# SHORT TASK 1
Report every line of the entries below that contains the string "sunglasses", copying each such line in full. Letter case counts.

# EXCERPTED PASSAGE
^^^^

Of course, if it's a true one-off script or some personal hackery, go for it.
But I wouldn't consider it a professional option.

(I find myself thinking more and more lately about how to program
professionally in the long term, rather than simply solving the problem at
hand.)

------
andrewfromx
Summary: developers were calling a method over and over 30 levels deep inside
the stack and just barely not going over the 2k golang stack size initial
limit. i.e. they were getting great performace because everything happened to
be 1.9k or 1.8k, or just not quite 2k or more. Then, a change, and performance
went terrible. On the opposite side of 2k with 2.1k or 2.2k an entire extra 2K
more had to be allocated for a total of 4k to fit everything. Engineers stop
at nothing to find the RCA looking at assembly of the binary and yes, forking
the go compiler.

------
abalone
Ah, memory management. Here’s my basic understanding:

\- Go initially allocates 2KB stack per routine. When it exceeds it it copies
all of it into 2x the space.

\- This was happening once or twice per request. They didn’t explain exactly
why all that stack memory was being used (maybe someone can chime in), but
contributing factors were a 30 function deep call stack and a minor code
change that tipped it into the next stack growth tier.

^^^^

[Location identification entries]

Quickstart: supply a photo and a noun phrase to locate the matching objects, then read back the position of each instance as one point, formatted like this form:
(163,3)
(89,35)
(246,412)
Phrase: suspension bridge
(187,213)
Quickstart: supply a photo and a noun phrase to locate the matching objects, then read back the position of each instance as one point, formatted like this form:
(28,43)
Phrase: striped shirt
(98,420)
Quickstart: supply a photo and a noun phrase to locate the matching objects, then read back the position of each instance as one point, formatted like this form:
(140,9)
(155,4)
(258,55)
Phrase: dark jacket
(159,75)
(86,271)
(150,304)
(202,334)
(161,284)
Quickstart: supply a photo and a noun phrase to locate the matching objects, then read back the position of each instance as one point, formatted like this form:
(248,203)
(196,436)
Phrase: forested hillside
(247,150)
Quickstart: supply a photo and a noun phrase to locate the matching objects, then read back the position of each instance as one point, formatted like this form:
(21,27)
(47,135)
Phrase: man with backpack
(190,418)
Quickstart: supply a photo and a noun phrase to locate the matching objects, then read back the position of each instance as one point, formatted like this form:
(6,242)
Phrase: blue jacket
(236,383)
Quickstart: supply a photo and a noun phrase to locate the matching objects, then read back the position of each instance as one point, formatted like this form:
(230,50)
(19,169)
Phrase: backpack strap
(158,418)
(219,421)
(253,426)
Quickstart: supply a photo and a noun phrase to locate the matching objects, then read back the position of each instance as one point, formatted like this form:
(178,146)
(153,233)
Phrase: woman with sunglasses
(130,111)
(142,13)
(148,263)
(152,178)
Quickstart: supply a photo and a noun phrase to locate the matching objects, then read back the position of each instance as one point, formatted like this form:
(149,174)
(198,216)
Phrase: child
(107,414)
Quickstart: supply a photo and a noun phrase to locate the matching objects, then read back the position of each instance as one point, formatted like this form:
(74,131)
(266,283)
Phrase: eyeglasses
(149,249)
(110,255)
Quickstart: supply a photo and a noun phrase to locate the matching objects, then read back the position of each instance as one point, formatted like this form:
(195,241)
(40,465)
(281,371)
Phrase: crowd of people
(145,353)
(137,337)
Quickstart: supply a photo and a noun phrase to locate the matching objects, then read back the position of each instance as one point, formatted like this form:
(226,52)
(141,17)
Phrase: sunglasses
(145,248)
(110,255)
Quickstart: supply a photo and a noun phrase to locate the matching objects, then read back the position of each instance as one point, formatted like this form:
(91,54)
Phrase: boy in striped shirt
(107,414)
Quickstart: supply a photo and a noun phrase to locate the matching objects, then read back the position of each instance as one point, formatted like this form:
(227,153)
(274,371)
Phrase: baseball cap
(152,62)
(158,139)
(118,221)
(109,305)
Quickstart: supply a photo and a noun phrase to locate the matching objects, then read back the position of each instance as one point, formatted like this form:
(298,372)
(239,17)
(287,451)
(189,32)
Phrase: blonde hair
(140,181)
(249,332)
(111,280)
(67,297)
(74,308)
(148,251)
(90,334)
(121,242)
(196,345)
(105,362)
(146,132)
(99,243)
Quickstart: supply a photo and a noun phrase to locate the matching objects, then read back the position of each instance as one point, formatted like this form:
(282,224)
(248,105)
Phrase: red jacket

^^^^

# SHORT TASK 2
Extend the forum discussion of Go stack growth above, beginning right after its final sentence.

# EXERCISE RESULT 1
Phrase: woman with sunglasses
Phrase: sunglasses

# EXERCISE RESULT 2
\- Also this doesn’t get freed up until garbage collection runs.

\- They worked around it by implementing a kind of go routine pool that keeps
assigning work to the same (stack-expanded) routines, staying ahead of the
garbage collector.

My takeaways:

1\. Fantastic analysis and job well done.

2\. Pooling does not seem to be how things “should” work in Go. It’s more of a
hack around undesirable allocator / garbage collector behavior.

3\. I’m really interested in reference counted languages like Swift on the
server for these reasons. I know ARC means more predictable latency when it
comes to garbage collector behavior (which is only indirectly the problem
here). Now I’m really curious how Swift allocates the stack and whether it
would avoid this “morestack” growth penalty that Go has.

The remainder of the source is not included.